▶ **RECORDS SHOWN**:
_ _ _ _ _
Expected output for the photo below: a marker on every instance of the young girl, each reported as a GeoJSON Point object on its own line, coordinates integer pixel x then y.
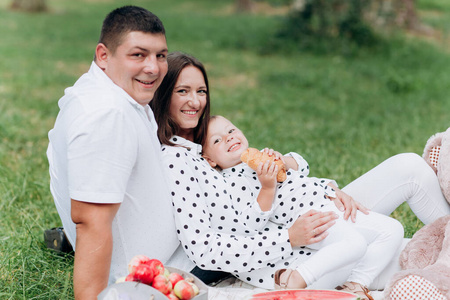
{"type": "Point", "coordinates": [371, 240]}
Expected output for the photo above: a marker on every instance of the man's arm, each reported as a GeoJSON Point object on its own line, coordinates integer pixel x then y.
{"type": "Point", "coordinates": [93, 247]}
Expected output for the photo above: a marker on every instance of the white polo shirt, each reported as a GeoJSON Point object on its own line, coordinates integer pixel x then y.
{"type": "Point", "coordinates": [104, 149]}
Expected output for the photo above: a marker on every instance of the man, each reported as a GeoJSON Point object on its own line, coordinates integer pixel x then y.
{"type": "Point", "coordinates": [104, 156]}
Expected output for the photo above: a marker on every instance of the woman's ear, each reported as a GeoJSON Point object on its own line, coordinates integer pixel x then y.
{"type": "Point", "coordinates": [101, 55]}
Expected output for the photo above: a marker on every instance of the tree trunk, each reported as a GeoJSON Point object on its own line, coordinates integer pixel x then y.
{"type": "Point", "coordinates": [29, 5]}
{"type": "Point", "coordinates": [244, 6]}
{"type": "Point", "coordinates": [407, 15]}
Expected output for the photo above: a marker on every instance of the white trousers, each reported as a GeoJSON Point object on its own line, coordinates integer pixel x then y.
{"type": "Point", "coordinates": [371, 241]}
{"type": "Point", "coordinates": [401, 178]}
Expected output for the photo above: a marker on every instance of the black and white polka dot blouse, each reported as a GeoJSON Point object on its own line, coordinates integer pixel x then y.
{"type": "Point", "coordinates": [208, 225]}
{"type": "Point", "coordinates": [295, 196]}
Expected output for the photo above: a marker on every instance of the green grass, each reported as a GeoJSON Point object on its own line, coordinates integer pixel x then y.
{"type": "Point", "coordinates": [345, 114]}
_ _ _ _ _
▶ **WHAT YOU WILL DO**: Give back the records above word for word, minus any image they hold.

▶ **RESULT OF THIS TASK**:
Expected output for the photo below: a marker on every instance of the young girl, each reported as a GeoJSON Point object on its own line, coordinates integer pixel x then y.
{"type": "Point", "coordinates": [371, 240]}
Expected output for the photo above: a marker on every instance of the man's arm, each reported as a GeoJSON Point object on its own line, coordinates integer pixel x then y.
{"type": "Point", "coordinates": [93, 247]}
Expected output for the photo above: a marker on every instance of the white polo shirt, each reported as a GeoJSON Point object on its own line, coordinates integer pixel x then y.
{"type": "Point", "coordinates": [104, 149]}
Expected output for the photo above: a marker on every instance of the man, each reported as a GeoJSON Point object on its own line, coordinates integer pixel x then y.
{"type": "Point", "coordinates": [104, 156]}
Expected output for the photo above: a marker on every instance of the woman's ear, each reported as a GeoJSON Point object on its own line, coordinates integer pixel x then y.
{"type": "Point", "coordinates": [101, 55]}
Expected output for the photo above: a marker on every instance of the tree trunk, each reported as a GeoJSON Point object on its own line, coordinates integer pixel x then y.
{"type": "Point", "coordinates": [29, 5]}
{"type": "Point", "coordinates": [244, 6]}
{"type": "Point", "coordinates": [407, 15]}
Expected output for the photo above: a marker on every instance of the white trousers, each reported as a GeoJSON Point object on its own line, coordinates integer pixel x then y.
{"type": "Point", "coordinates": [371, 241]}
{"type": "Point", "coordinates": [401, 178]}
Expected output for the photo above: a marker on every instance of the black and white polka dot blouse, each reported as a GeoJSON Point object on its own line, coordinates integer pixel x then y.
{"type": "Point", "coordinates": [208, 225]}
{"type": "Point", "coordinates": [295, 196]}
Expected output for the photo above: a marker on every instance of the green grass, each reported as a GeoJSON Point object on its own line, coordinates integer pixel x then y.
{"type": "Point", "coordinates": [345, 114]}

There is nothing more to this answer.